* **WHAT NEEDS TO BE DONE**
Return only the lines of the data below from the line with "In this picture, where can the sea" up to and including the line with "In this picture, where can the drawer", exactly as written, with the pictures omitted.

* **RECORDS SHOWN**

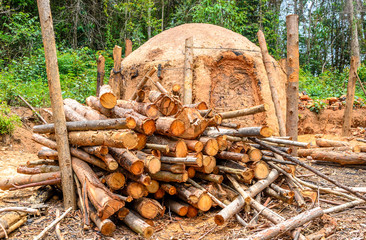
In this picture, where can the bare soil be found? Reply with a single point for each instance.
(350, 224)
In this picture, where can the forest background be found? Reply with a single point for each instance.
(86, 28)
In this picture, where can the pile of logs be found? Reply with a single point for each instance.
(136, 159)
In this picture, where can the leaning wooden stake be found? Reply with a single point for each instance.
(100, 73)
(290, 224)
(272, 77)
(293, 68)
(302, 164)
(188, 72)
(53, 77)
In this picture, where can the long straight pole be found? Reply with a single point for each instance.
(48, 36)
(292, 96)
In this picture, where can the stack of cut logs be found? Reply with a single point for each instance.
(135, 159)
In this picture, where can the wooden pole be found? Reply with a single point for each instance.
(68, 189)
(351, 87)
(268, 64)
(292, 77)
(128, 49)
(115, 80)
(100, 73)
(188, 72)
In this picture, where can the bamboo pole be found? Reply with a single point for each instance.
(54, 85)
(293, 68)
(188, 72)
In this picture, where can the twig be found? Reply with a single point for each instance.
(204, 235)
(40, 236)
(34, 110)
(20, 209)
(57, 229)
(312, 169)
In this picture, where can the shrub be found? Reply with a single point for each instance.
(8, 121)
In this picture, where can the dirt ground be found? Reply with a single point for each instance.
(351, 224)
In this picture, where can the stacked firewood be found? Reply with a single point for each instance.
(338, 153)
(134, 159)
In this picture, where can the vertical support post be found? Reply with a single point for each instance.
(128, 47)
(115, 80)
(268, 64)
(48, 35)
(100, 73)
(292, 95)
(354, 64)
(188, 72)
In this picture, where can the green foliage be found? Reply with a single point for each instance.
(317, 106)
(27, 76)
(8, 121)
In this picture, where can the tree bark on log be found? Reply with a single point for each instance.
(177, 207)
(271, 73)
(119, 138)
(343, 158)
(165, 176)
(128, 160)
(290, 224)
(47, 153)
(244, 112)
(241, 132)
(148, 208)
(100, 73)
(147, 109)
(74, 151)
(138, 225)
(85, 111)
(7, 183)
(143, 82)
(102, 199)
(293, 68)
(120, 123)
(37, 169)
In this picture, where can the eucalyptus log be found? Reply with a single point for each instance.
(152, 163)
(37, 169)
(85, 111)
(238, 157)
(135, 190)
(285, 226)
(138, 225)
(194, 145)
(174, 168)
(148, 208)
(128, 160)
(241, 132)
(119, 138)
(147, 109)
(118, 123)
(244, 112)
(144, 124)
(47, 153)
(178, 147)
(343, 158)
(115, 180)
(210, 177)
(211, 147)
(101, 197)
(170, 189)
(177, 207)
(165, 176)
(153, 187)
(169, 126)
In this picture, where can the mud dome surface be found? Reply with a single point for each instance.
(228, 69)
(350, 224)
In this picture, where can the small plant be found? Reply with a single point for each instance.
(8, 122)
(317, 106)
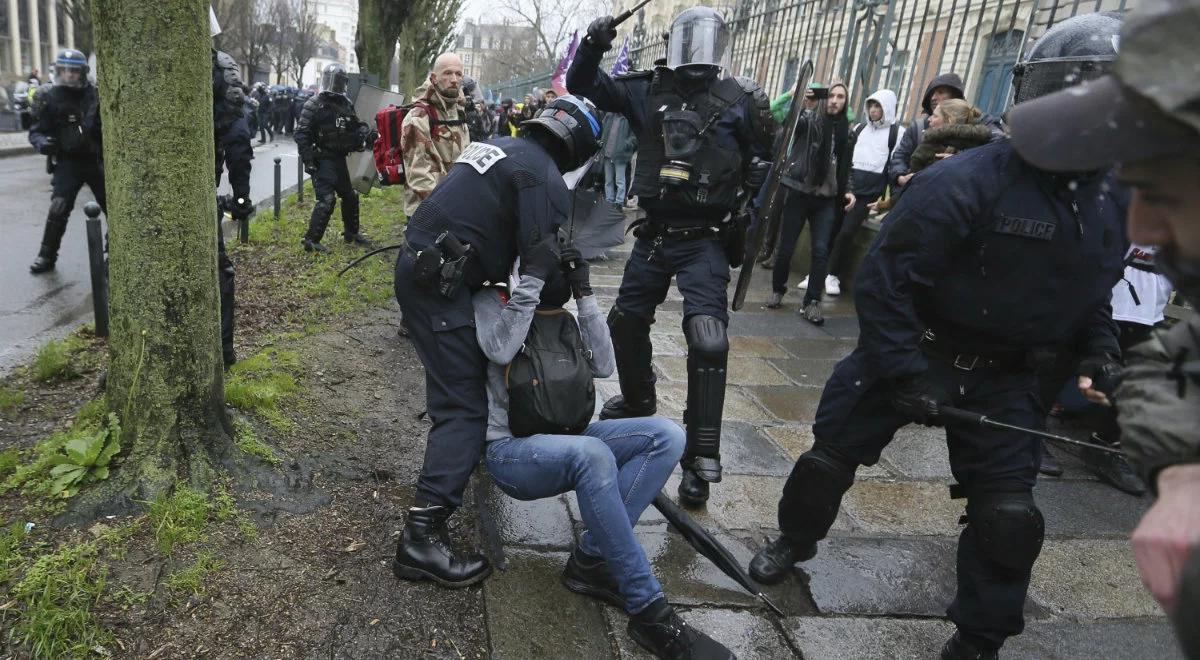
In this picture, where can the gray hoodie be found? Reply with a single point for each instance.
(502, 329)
--
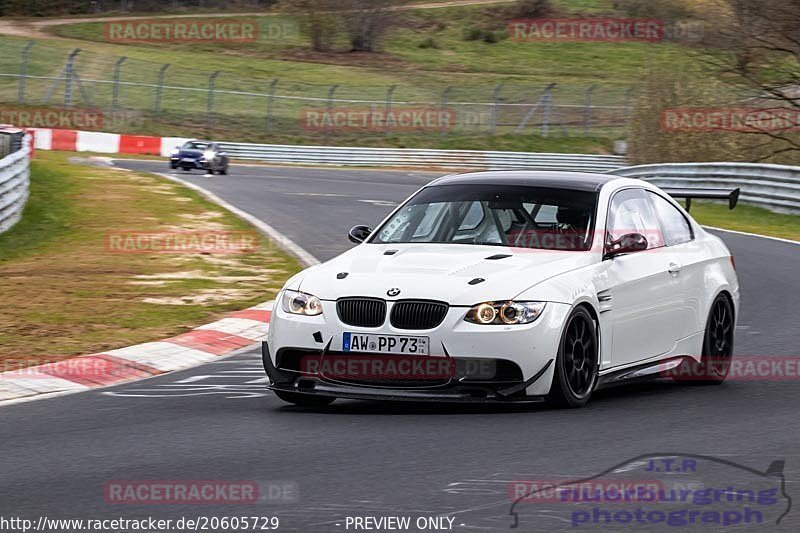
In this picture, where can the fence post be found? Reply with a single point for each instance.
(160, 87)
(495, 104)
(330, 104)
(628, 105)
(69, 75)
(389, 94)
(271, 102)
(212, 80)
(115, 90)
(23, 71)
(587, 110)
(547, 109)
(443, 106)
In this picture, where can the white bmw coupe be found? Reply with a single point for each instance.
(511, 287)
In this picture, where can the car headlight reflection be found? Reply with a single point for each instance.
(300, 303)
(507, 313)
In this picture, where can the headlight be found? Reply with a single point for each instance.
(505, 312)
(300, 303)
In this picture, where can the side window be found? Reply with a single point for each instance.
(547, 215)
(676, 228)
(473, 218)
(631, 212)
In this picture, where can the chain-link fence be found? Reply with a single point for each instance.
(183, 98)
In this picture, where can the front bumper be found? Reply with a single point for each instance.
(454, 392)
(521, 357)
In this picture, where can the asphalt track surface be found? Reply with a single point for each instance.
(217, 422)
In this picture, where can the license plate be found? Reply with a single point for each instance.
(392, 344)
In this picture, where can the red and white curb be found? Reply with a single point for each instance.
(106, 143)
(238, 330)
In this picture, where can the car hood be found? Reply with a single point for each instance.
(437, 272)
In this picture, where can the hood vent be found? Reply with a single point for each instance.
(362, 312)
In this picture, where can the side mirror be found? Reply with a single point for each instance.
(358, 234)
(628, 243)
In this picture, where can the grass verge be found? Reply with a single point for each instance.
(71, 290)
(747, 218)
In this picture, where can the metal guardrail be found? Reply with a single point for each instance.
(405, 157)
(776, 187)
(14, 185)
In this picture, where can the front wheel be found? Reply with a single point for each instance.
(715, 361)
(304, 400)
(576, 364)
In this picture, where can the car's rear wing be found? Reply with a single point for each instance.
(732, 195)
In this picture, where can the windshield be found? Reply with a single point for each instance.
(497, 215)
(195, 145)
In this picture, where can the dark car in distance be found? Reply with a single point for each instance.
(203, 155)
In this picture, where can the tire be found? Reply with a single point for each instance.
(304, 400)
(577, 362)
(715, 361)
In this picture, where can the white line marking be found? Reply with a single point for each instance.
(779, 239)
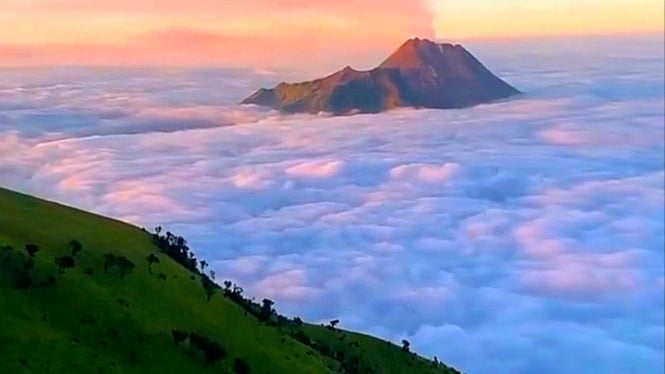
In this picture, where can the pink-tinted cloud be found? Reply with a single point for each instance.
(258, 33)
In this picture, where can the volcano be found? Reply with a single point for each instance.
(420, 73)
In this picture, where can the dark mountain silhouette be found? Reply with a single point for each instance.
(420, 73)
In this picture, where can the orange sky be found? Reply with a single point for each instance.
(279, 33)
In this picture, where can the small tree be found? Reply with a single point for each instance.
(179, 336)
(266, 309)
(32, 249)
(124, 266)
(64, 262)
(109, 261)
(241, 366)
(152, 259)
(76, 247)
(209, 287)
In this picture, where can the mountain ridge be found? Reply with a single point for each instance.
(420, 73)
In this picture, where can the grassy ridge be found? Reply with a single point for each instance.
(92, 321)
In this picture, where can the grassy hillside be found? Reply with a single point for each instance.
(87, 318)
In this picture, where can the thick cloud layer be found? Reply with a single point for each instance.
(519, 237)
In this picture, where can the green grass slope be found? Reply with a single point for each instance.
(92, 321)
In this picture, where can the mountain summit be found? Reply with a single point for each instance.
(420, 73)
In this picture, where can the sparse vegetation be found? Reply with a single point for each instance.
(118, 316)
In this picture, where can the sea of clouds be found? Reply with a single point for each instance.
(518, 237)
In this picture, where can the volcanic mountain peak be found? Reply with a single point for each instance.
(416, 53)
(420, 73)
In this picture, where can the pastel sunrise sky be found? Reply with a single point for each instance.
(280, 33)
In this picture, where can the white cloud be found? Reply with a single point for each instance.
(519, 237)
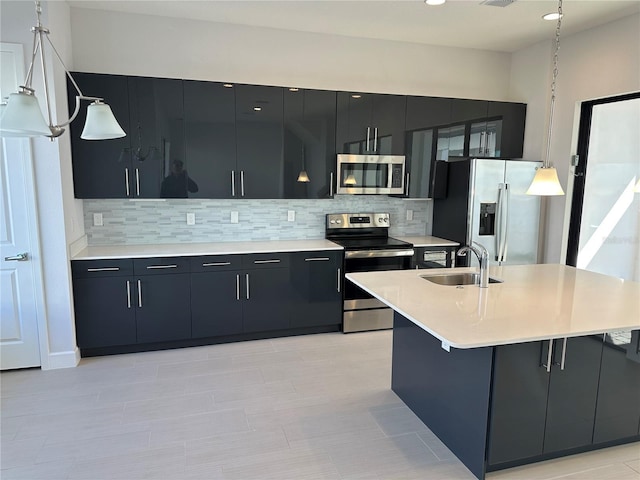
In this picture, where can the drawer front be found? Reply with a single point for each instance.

* **WRITTEN ANSWER**
In this picture, where can the sea of clouds be found? Reply with a single point for each instance.
(518, 237)
In this picture, where can the volcanic mountain peak be found? Reply with a single point for each instance.
(416, 53)
(420, 73)
In this picture, where can the pastel sunrise sky be found? Reply with a single point for each instance.
(280, 33)
In this picture, where can the white cloud be found? Reply with a single point for each instance.
(519, 237)
In this picture, where can the drawer front be found? Reply with a single point for each instance.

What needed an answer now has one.